_Directions for this task_. Every entry that follows should be reproduced exactly.

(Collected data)

-*-

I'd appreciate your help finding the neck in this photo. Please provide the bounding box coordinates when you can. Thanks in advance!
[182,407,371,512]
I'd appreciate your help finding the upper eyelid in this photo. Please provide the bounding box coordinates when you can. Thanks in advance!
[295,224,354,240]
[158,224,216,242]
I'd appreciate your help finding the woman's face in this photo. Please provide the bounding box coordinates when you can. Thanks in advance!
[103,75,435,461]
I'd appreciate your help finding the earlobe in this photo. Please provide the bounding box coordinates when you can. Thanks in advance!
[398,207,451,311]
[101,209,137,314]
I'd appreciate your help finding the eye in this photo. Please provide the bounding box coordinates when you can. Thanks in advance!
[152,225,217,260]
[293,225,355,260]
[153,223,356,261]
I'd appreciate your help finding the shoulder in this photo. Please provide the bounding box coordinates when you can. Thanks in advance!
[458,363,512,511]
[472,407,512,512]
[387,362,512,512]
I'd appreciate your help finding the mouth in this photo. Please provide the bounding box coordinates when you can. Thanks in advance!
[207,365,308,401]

-*-

_Result of the exercise_.
I'd appreciate your help finding the neck in this photo. Please provide the bounding box coordinates when you can. Thanks in advance!
[182,407,371,512]
I'd appreciate your help finding the upper eyelid in this photo. Please provide the bounding box coordinates when you can. Thanks in advance!
[295,224,354,240]
[158,224,216,242]
I'd appreciate your help finding the woman's face in this photo. Please provide the bounding box coordinates when you can. Thanks in advance!
[103,75,435,461]
I'd appreciate your help finding the earlobe in this photo. Please provide the bounding box coordinates when you can. Thanks in advance!
[398,207,451,311]
[101,209,137,314]
I'd appreciate your help finding the eye in this photo. Please provide the bounding box coordinates when you can. Thanks in advance!
[152,225,217,260]
[293,225,355,260]
[153,223,356,261]
I'd appreciate your help finding the shoulder in this photo. Please provide the bounding box coordinates when you can. Thanks in advance!
[458,363,512,511]
[472,407,512,512]
[387,362,512,512]
I'd appreciate your help finding the mouth in this photo. Please provide the bounding box coordinates when you can. Thanks in advance!
[207,365,308,401]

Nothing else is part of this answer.